_Provided passage_
Delons declared an attraction to films that were muddled, badly made, forgotten, excessive or marked by an unusual greatness that polite critical judgement could not accommodate. He opposed the prestige granted automatically to conspicuous technical achievement, using the reception of Abel Gance's triple-screen Napoléon and Ben-Hur as examples of admiration disciplined by respectable taste.

For Delons, a film became critically productive when it ceased to appear eternal or self-identical and unsettled the spectator's position. The “lost” film could provoke the question “Where am I?” by displacing viewers within a world they thought familiar. It offered encounters with fear as well as hope and with bodies, affects and visual events that resisted orderly classification.

The second instalment was accompanied by Harfaux's photograph of bound arms and hands. Its epigraph, taken from Novalis, invoked storms and interruptions of bourgeois existence. The interaction of Delons's text and Harfaux's photograph linked the review's cinema research with the Grand Jeu's wider interest in bodily constraint, revolt and destabilised perception.

Delons eventually described cinema's negative and mutable range as an “exercise in oblivion”. Wild argues that his criticism joined fear of death to another anxiety: the fear of disappearance from memory.

===Later cinema writings===

Delons continued writing for La Revue du cinéma after Gallimard assumed publication. His later contributions included:

- “Chronique du mauvais œil” (“Chronicle of the Evil Eye”), 1929;
- “Parler aux yeux ou le mélange des genres” (“Speaking to the Eyes, or the Mixture of Genres”), 1929;
- reviews and short critical notes;
- “Les Vedettes laides” (“Ugly Stars”), 1931.

“Chronique du mauvais œil” extended his interest in cinema's capacity to examine its own corrupt, abject or decadent desires. “Les Vedettes laides” challenged the visual economy organised around beautiful stars by asking what cinema disclosed through faces that conventional glamour rejected.

Delons also contributed to Bifur, Variétés and other periodicals in which film, photography, literature and ethnographic or philosophical inquiry were brought together. He was a friend and collaborator of Jacques Brunius and the photographer Denise Bellon.

Abadie places his writing within an interwar development she calls cinéologie: a form of writing in which poets, novelists and essayists sought not merely to review individual films but to construct cinema as an independent object of thought. Delons's work is distinctive within this field because it continually resists settling upon a complete definition of cinema.

_Stored data_
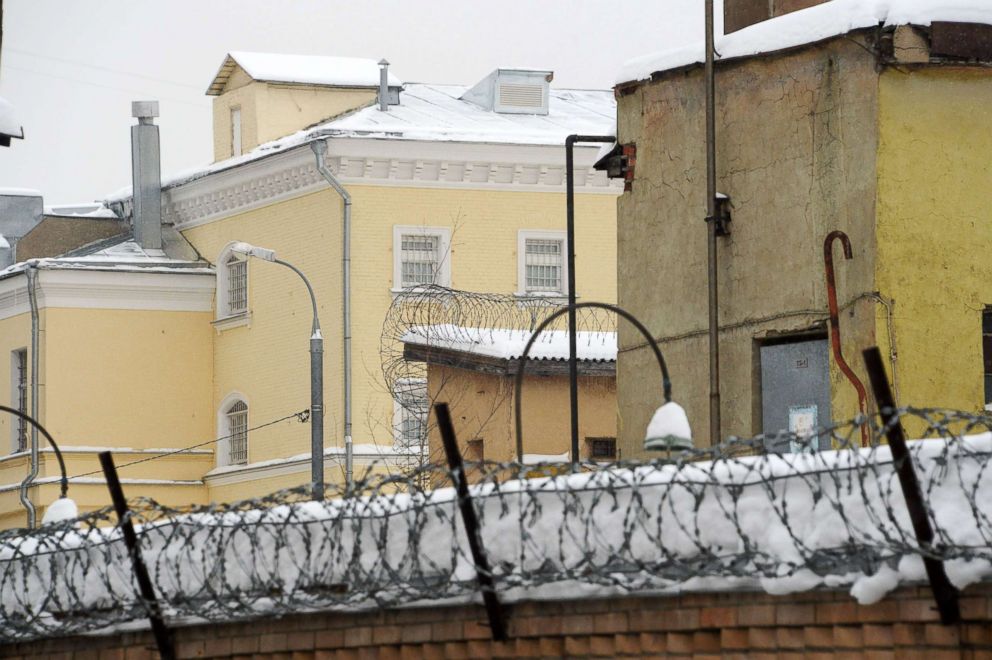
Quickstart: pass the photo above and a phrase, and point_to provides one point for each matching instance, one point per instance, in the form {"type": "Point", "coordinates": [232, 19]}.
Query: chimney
{"type": "Point", "coordinates": [146, 176]}
{"type": "Point", "coordinates": [383, 85]}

_Tasks_
1. Using the passage on Delons's film criticism, answer these questions:
(a) Which two films' reception did Delons use as examples of admiration disciplined by respectable taste?
(b) Whose photograph accompanied the second instalment, and what did it show?
(c) In what year did "Les Vedettes laides" appear?
2. For each statement, say whether it agrees with the passage on Delons's film criticism. Support each answer with the deciding words quoted from the passage.
(a) The epigraph of the second instalment came from Novalis.
(b) Delons stopped writing for La Revue du cinéma once Gallimard assumed publication.
(c) Abadie finds Delons's work distinctive because it arrives at a complete definition of cinema.
3. Carry on the passage on Delons's film criticism, picking up after its final sentence.

_Outputs by task_
1.
(a) Abel Gance's triple-screen Napoléon and Ben-Hur.
(b) Harfaux's photograph, which showed bound arms and hands.
(c) 1931.

2.
(a) Yes: "Its epigraph, taken from Novalis, invoked storms and interruptions of bourgeois existence."
(b) No: "Delons continued writing for La Revue du cinéma after Gallimard assumed publication."
(c) No: "it continually resists settling upon a complete definition of cinema."

3.
==Le Grand Jeu==

===Association with the group===

Delons encountered the Grand Jeu circle in late 1928. He had not belonged to the original Phrères Simplistes formed in Reims by René Daumal, Roger Gilbert-Lecomte, Roger Vailland and Robert Meyrat. He entered the wider Parisian collective after its first magazine issue had appeared.

The Grand Jeu joined poetry and visual art to revolutionary politics, psychological and parapsychological experiments, Hindu philosophy, Western esotericism and what its central writers termed “experimental metaphysics”. Its members understood literature and art as instruments within a broader research into consciousness rather than as self-contained cultural activities.

This conception corresponded closely with Delons's emerging approach to cinema. Jennifer Wild observes that film became one of the principal “means” through which he carried the group's research methods into an established cultural field. His criticism sought to discover the disruptions caused by cinema rather than define and defend a stable cinematic art.

===The 1929 confrontation with Surrealism===

In February 1929, Raymond Queneau circulated an invitation asking approximately thirty avant-garde writers and artists to discuss possible common political action. The Grand Jeu replied collectively, agreeing on the need for cooperation. Delons and Pierre Audard, whose connection with the group was not yet widely known, joined the signatories.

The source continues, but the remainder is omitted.